● TEXTE EXTRAIT
____

Enfin, une correspondance récemment publiée par une équipe française dans l'European Journal of Epidemioology vient également donner du grain à moudre à l'hypothèse d'une circulation antérieure du virus en Europe, dès l'automne 2019. Cette dernière avait été émise par Michel Schmitt, médecin Chef du département d'Imagerie à l'hôpital de Colmar, après avoir observé des scanners suspects de patients malades pendant la période automnale. Les analyses - tests sérologiques détectant les anticorps spécifiques du SARS-CoV-2 y compris les anticorps neutralisants - réalisées par les scientifiques suggèrent que le virus circulait en France et en Italie depuis le début de l'automne 2019.
Cette mission de l’OMS laisse donc un goût amer quant à la volonté réelle du régime chinois de faire la lumière sur l’origine d’une pandémie qui, en date de ce jeudi 18 février, avait contaminé plus de 109 millions de personnes et tué 2,42 millions d’autres à travers la planète.
Cela n’empêche pas la Chine de mener une diplomatie du vaccin très active. Pékin a exporté quelque 220 milliards de masques chirurgicaux en 2020, selon les chiffres du ministère chinois du Commerce, soit 40 masques par être humain vivant en dehors du pays. Premier État touché par le coronavirus, la Chine s’était rapidement imposée comme le principal fabricant de masques au monde, Pékin n’hésitant pas à en user sur le plan diplomatique avec des dons très médiatisés à l’étranger. La Chine a par ailleurs exporté 2,3 milliards de combinaisons de protection et un milliard de trousses de dépistage contre le virus, a précisé devant la presse le vice-ministre du Commerce Qian Keming. Il s’agit pour la Chine d’une « contribution importante à la lutte mondiale contre l’épidémie », s’est-il félicité le 29 janvier.
Mais qu’on se le dise, si Pékin a certes fait don d’une partie de ces masques et de ces matériels sanitaires (plusieurs millions au total), pour la très grande majorité d’entre eux, elle les a en réalité vendus, en retirant même un commerce juteux.
Il reste qu’après la diplomatie du masque, la Chine s’est dorénavant engagée dans une offensive politique et diplomatique très agressive de dons de vaccins, exportés vers 22 pays jusqu’à présent. Du Zimbabwe à la Hongrie, en passant par le Maroc ou l’Algérie, elle espère ainsi conquérir les cœurs mais aussi les sympathies de l’opinion publique à travers le monde.
C’est ainsi qu’en date du 15 février, la Chine avait expédié un total de 46 millions de doses de vaccins élaborés sur le sol chinois par les laboratoires Sinovac et Sinopharm. c’est davantage que le nombre de vaccins inoculés à la population chinoise (40,52 millions), selon les chiffres du South China Morning Post ! À cette date, une proportion de seulement 3 doses de vaccins pour 100 habitants ont été administrée en Chine, contre plus de 15 doses aux États-Unis, presque 22 doses pour 100 habitants au Royaume-Uni et même 70 doses en Israël.
Priorité donc est donnée par les autorités chinoises à leur politique de dons de vaccins sur les soins à la population chinoise ! Il est vrai que très tôt, le président chinois Xi Jinping avait promis de faire des vaccins chinois un « bien commun au service de l’humanité ».
Ce mercredi 17 février, le ministre chinois des Affaires étrangères Wang Yi ne s’est pas privé de critiquer la politique des pays occidentaux de stocker sur leur sol une grande quantité de doses, entraînant ainsi un approvisionnement insuffisant pour les pays pauvres. La coopération mondiale sur la pandémie doit être « à somme nulle », a-t-il lancé, ajoutant que la Chine n’avait, pour sa part, aucune intention géopolitique cachée dans sa politique de dons de vaccins.

____

● DONNÉES EXTRAITES
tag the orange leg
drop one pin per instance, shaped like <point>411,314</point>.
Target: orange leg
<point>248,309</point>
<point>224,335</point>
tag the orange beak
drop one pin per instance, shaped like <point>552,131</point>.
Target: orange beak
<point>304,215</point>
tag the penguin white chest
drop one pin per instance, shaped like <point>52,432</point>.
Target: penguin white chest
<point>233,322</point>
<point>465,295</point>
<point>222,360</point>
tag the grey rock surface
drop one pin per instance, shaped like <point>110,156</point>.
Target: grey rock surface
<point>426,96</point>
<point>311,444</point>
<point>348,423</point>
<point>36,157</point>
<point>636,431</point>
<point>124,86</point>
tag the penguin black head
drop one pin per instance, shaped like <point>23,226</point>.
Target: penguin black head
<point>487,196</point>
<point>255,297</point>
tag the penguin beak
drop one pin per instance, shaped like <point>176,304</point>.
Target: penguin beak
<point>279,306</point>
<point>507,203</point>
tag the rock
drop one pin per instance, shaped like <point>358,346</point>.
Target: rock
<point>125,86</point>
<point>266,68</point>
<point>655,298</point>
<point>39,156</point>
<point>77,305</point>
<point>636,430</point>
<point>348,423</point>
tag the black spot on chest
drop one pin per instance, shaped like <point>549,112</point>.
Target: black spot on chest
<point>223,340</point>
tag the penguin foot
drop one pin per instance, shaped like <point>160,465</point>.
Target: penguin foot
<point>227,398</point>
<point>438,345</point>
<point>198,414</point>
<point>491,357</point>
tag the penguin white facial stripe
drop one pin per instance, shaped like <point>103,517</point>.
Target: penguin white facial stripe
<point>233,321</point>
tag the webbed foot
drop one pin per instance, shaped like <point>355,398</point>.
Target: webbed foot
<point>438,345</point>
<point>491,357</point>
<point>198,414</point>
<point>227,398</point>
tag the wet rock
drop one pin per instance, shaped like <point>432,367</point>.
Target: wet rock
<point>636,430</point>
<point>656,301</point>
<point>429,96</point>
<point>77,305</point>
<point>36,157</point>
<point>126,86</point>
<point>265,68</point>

____

Recopiez, s'il vous plaît, le passage du texte extrait situé entre « Cette mission de » et « travers la planète. », bornes incluses.

Cette mission de l’OMS laisse donc un goût amer quant à la volonté réelle du régime chinois de faire la lumière sur l’origine d’une pandémie qui, en date de ce jeudi 18 février, avait contaminé plus de 109 millions de personnes et tué 2,42 millions d’autres à travers la planète.